Trecho da página.
A iniciativa virou um drama para a líder quilombola Ione Maria de Oliveira, 43 anos. Ela briga junto com o Ministério Público Federal para garantir a demarcação da área pertencente ao quilombo Mangueiras, que fica em um local conhecido como Granja Werneck, incluído no projeto da prefeitura.
A comunidade quilombola pressiona o Incra para que seja oficialmente decretada a titulação da terra, que fica em uma das últimas áreas de Mata Atlântica da capital. Oficialmente, a Prefeitura reconhece que o território tem apenas dois hectares, dez vezes menos do que estimam os quilombolas, que reivindicam 20 hectares. Ione foi ameaçada pela primeira fez em março do ano passado, por meio de telefonemas anônimos. O agressor queria que ela entregasse o mapa original do quilombo e outros documentos que comprovam o comércio de terras entre a escrava Maria Bárbara de Azevedo, ascendente de Ione, e os antigos donos da Granja Werneck, onde fica o quilombo Mangueiras.
Depois da ameaça, Ione teve o nome incluído na lista da CPT e passou a ser assistida por um programa de proteção aos defensores dos direitos humanos. “Espero estar viva para continuar a lutar pelo nosso território. Não podemos ser expulsos daqui. A comunidade não pode ficar sem ter onde morar porque a prefeitura decidiu que precisa fazer apartamentos para a Copa do Mundo.”

Objetivos.
a - Segundo o trecho sobre o quilombo Mangueiras, quantos hectares os quilombolas reivindicam?
b - Reproduza do trecho sobre o quilombo Mangueiras tudo o que vai de "A iniciativa virou" até "projeto da prefeitura.".

Dados fornecidos.

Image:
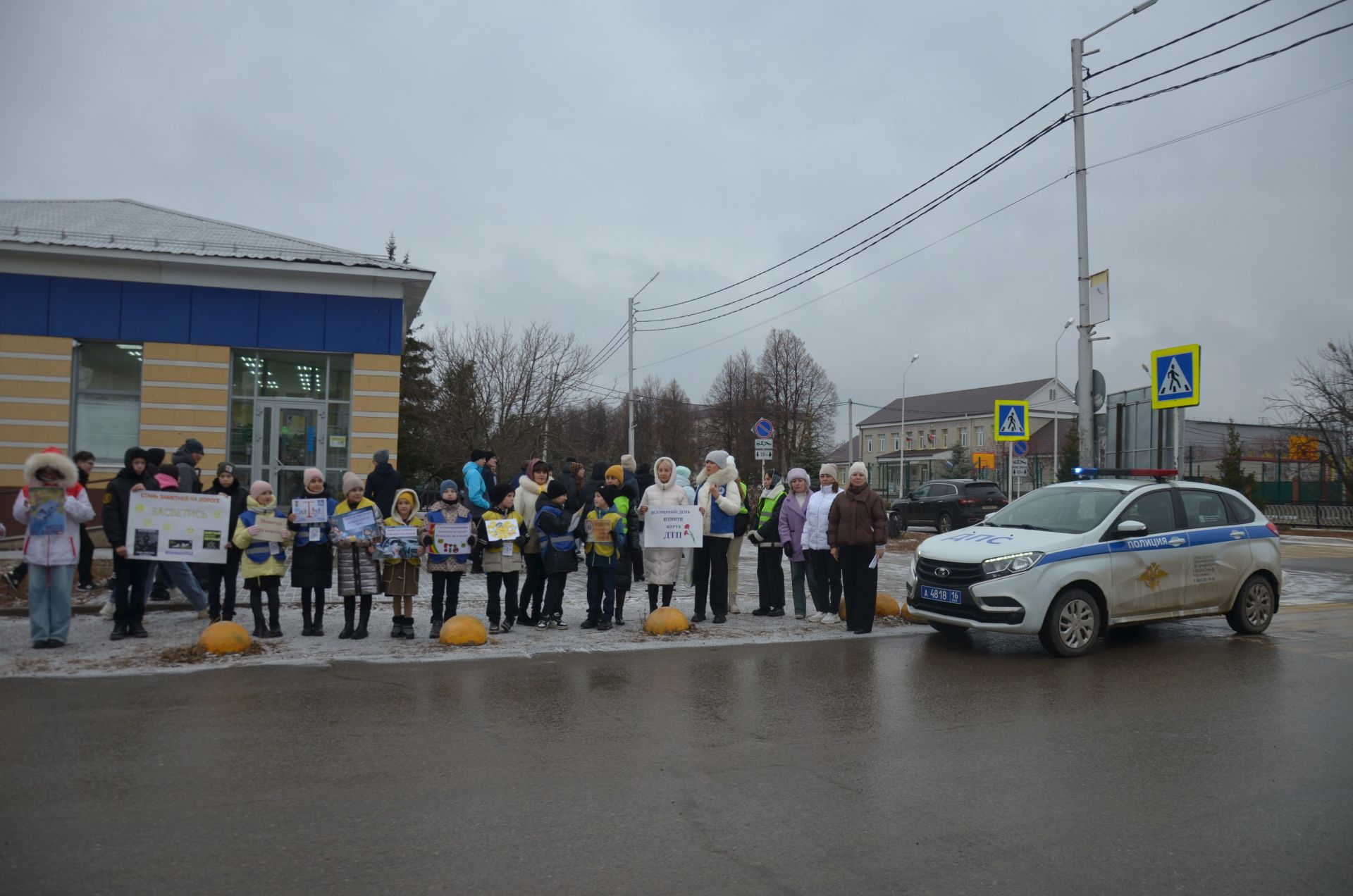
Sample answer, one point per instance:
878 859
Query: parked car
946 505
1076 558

...

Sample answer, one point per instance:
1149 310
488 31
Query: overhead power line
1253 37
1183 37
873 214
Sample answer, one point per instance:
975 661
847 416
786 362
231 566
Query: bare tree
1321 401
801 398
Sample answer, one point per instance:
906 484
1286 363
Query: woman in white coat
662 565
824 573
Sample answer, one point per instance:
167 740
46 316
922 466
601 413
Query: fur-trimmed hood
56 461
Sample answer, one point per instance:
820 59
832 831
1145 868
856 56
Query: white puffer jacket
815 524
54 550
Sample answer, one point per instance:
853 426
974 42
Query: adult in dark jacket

Respostas do exercício.
a - Os quilombolas reivindicam 20 hectares.

b -
A iniciativa virou um drama para a líder quilombola Ione Maria de Oliveira, 43 anos. Ela briga junto com o Ministério Público Federal para garantir a demarcação da área pertencente ao quilombo Mangueiras, que fica em um local conhecido como Granja Werneck, incluído no projeto da prefeitura.